EXERCISE PASSAGE:
#### 1. Create the Spark Env 2M

In [1]:
import os
import sys
os.environ["SPARK_HOME"] = "/usr/hdp/current/spark2-client"
os.environ["PYLIB"] = os.environ["SPARK_HOME"] + "/python/lib"
sys.path.insert(0, os.environ["PYLIB"] + "/py4j-0.10.6-src.zip")
sys.path.insert(0, os.environ["PYLIB"] + "/pyspark.zip")

#### 2. Load the required Libraries 2M

In [121]:
from pyspark.conf import SparkConf
from pyspark import SparkContext
from pyspark.sql import SparkSession
import pyspark.sql.functions as F
from pyspark.ml.feature import Tokenizer, StopWordsRemover, CountVectorizer, IDF, StringIndexer, IndexToString, StringIndexerModel
from pyspark.ml.classification import NaiveBayes
from pyspark.ml import Pipeline
from pyspark.ml.evaluation import MulticlassClassificationEvaluator
from pyspark.ml.tuning import ParamGridBuilder, CrossValidator
from pyspark.ml import PipelineModel
from itertools import chain
from pyspark.sql.functions import create_map, lit


import numpy as np
from IPython.core.display import display, HTML


In [3]:
np.random.seed(333)

#### 3. Create the Spark Configuration and set the Master and Appname 2M

In [4]:
conf = SparkConf().setAppName("big_data_phd_2618").setMaster('local[*]')
sc = SparkContext(conf=conf)

#### 4. Create the Spark Session 2M

In [5]:
spark = SparkSession(sc)

In [6]:
spark

#### 5. Create the function to get the list of the filepaths in a directory in plain Python 5M

In [7]:
def create_file_list(path):
    '''
    Arguments : path of the directory in linux format (Ex :'/home/username/directory')
    Return : List of files in the directory as file_list (Ex:'file:///home/username/phd/alt')
    '''
    file_list = [os.path.join("file://"+path, file) for file in os.listdir(path)]
    return file_list

#### 6.  Read the text data in each directory separtely as a spark data frame using read.text 5M
#### Read the data from local only do not move the data to HDFS

In [8]:
#path_root = "/home/2618B56/BigData_PHD/"
path_root = "/home/datasets/PHD_Dataset/"

In [9]:
df_alt = spark.read.text(create_file_list(path_root+"Train/alt"),  wholetext=True)
df_comp = spark.read.text(create_file_list(path_root+"Train/comp"),  wholetext=True)
df_misc = spark.read.text(create_file_list(path_root+"Train/misc"),  wholetext=True)
df_rec = spark.read.text(create_file_list(path_root+"Train/rec"),  wholetext=True)
df_sci = spark.read.text(create_file_list(path_root+"Train/sci"),  wholetext=True)
df_soc = spark.read.text(create_file_list(path_root+"Train/soc"),  wholetext=True)
df_talk = spark.read.text(create_file_list(path_root+"Train/talk"),  wholetext=True)

In [10]:
df_misc.count()

DATA BELOW:
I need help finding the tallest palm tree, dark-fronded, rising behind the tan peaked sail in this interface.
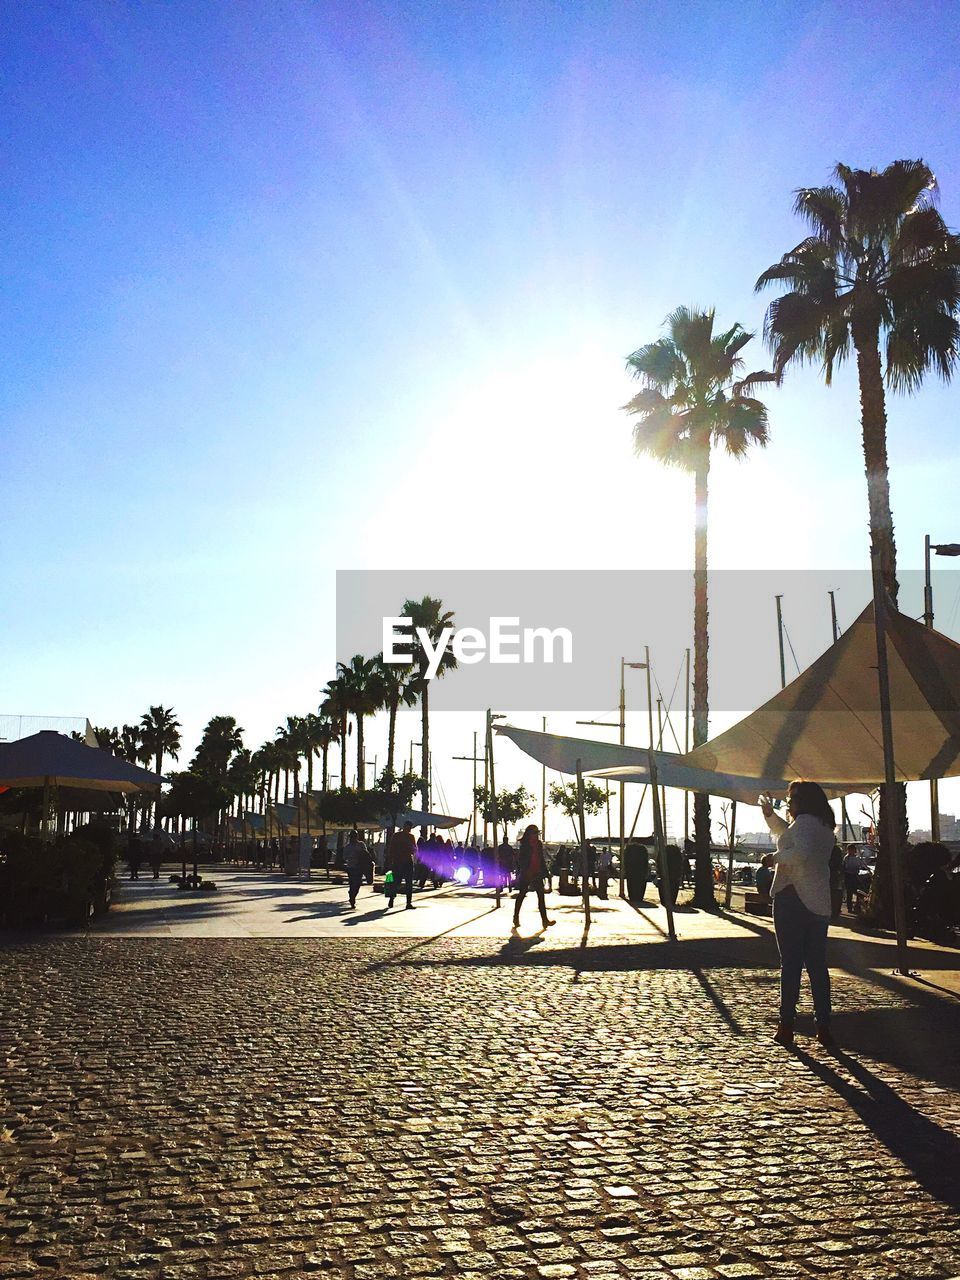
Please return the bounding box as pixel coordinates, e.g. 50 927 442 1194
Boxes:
756 160 960 918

ACTIVITY LIST:
A: Can you copy the stretch of the PySpark notebook from "#### 5. Create" through "format (Ex :'/home/username/directory')"?
B: What comes next in the PySpark notebook after the point where it stops?

ANSWER SET:
A:
#### 5. Create the function to get the list of the filepaths in a directory in plain Python 5M

In [7]:
def create_file_list(path):
    '''
    Arguments : path of the directory in linux format (Ex :'/home/username/directory')

B:
585

#### 7. Create the lable for the Data frames (*Hint : use withColumn and expr using repeat) 4M

In [11]:
df_alt_labeled = df_alt.withColumn("target_label", F.lit('alt'))
df_comp_labeled = df_comp.withColumn("target_label", F.lit('comp'))
df_misc_labeled = df_misc.withColumn("target_label", F.lit('misc'))
df_rec_labeled = df_rec.withColumn("target_label", F.lit('rec'))
df_sci_labeled = df_sci.withColumn("target_label", F.lit('sci'))
df_soc_labeled = df_soc.withColumn("target_label", F.lit('soc'))
df_talk_labeled = df_talk.withColumn("target_label", F.lit('talk'))

#### 8. Understand the below function and write the observation in MarkDown 2M

In [12]:
import functools 

def unionAll(list_of_dfs):
    return functools.reduce(lambda df1,df2: df1.union(df2.select(df1.columns)), list_of_dfs) 

This function is used to do a row bind of two dataframes and club into one. 

Note, this operations requires the dataframes to have same column name.

In the above implemenattion scenario, all seven dataframes will be joined into one row wise.

#### Create the data frame for the entire data set using the above function

In [13]:
df_final_with_label = unionAll([df_alt_labeled, df_comp_labeled, df_misc_labeled, df_rec_labeled, df_sci_labeled, df_soc_labeled, df_talk_labeled])


In [14]:
df_final_with_label.show()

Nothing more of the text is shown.